Problem details
Figure out how many lines in these records contain "provide". Only the number belongs in the reply.

Saved data entries:

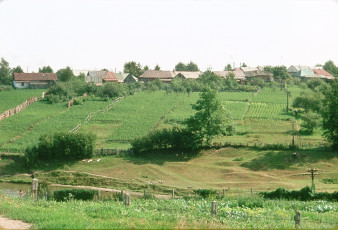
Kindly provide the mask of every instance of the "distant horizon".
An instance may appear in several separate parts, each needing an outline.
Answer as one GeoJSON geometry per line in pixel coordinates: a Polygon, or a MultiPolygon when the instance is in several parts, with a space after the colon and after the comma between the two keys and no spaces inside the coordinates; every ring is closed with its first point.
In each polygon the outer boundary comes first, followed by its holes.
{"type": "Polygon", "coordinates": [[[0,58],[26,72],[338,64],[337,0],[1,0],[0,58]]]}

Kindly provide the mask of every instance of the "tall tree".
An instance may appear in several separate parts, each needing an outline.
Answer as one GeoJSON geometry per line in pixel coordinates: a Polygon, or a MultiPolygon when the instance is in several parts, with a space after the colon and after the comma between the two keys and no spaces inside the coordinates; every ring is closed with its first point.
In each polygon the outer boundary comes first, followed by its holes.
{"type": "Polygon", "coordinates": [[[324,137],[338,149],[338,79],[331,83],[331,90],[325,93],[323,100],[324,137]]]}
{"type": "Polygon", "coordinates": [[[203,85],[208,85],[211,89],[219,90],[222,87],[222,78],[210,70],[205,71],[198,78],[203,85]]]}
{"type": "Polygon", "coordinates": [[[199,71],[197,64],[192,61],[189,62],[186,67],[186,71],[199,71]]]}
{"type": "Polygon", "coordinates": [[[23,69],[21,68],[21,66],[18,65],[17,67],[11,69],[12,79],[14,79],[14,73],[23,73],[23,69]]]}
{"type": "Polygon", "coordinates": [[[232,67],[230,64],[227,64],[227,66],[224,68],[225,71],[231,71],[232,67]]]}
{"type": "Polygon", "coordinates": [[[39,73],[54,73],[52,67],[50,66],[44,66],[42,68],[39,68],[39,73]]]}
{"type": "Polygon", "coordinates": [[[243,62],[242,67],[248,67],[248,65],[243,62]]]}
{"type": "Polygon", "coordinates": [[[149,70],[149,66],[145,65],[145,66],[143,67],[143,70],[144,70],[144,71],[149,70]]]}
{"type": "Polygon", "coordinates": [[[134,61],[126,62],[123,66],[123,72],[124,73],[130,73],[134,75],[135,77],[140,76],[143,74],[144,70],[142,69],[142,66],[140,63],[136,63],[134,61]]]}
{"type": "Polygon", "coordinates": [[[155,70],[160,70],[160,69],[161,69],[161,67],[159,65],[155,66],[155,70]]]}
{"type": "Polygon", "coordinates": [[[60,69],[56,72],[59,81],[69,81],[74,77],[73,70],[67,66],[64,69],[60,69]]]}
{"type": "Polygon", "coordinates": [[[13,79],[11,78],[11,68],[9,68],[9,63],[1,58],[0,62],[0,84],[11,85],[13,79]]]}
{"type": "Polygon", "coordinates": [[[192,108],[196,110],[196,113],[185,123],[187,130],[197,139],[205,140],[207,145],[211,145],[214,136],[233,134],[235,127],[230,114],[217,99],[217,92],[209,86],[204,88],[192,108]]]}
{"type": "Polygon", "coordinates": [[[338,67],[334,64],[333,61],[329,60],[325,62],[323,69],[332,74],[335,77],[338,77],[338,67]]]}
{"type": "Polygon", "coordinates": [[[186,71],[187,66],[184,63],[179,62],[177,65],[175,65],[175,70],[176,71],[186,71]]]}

---

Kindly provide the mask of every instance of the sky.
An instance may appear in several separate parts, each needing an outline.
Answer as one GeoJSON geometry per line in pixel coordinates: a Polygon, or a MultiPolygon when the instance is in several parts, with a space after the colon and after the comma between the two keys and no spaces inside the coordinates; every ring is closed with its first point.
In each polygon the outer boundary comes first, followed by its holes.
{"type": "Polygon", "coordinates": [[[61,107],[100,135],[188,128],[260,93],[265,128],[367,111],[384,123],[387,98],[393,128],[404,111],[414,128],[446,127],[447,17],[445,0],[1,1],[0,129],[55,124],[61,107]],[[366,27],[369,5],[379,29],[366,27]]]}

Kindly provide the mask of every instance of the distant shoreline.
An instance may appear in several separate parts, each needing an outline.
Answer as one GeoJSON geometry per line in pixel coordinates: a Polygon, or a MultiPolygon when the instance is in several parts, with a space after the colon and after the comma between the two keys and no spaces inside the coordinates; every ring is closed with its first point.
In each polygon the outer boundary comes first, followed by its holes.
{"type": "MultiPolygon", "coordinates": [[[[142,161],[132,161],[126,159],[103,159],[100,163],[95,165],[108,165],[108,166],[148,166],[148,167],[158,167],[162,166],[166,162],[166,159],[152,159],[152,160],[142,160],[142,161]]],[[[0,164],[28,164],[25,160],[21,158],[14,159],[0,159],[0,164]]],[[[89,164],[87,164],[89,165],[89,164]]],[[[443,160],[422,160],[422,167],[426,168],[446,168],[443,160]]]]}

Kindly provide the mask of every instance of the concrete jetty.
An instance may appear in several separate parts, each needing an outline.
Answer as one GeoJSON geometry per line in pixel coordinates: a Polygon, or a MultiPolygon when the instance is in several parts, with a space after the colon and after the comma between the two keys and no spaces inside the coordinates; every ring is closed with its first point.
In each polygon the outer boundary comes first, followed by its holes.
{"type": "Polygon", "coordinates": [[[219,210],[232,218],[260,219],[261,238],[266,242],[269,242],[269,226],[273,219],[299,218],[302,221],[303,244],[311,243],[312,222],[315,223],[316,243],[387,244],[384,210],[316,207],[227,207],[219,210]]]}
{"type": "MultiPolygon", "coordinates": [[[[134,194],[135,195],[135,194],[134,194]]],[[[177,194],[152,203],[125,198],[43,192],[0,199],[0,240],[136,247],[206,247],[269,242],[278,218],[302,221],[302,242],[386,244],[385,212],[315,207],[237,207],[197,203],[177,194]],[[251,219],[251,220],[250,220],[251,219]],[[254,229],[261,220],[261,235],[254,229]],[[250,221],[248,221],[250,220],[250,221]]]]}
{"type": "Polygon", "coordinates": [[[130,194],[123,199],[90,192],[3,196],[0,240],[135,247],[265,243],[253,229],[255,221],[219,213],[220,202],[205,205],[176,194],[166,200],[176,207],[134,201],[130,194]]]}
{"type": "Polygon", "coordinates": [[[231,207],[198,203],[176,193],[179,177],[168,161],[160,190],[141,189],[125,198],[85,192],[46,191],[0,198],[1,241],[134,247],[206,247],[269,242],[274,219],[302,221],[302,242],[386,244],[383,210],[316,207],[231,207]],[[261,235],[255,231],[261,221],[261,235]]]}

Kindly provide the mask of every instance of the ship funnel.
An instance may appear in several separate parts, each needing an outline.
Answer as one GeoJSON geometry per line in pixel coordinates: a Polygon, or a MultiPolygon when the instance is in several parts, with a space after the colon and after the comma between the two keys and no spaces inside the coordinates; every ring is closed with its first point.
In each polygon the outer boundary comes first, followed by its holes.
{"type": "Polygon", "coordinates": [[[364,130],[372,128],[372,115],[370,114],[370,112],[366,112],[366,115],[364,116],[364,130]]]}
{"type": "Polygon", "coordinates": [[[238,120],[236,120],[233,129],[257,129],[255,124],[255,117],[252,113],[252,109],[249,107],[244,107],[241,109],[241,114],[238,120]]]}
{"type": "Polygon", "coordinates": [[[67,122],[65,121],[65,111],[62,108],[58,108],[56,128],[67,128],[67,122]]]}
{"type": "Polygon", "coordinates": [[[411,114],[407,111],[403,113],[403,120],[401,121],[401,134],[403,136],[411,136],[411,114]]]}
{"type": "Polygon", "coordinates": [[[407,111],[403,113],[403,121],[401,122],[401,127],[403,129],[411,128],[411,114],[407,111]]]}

Solved exercise
6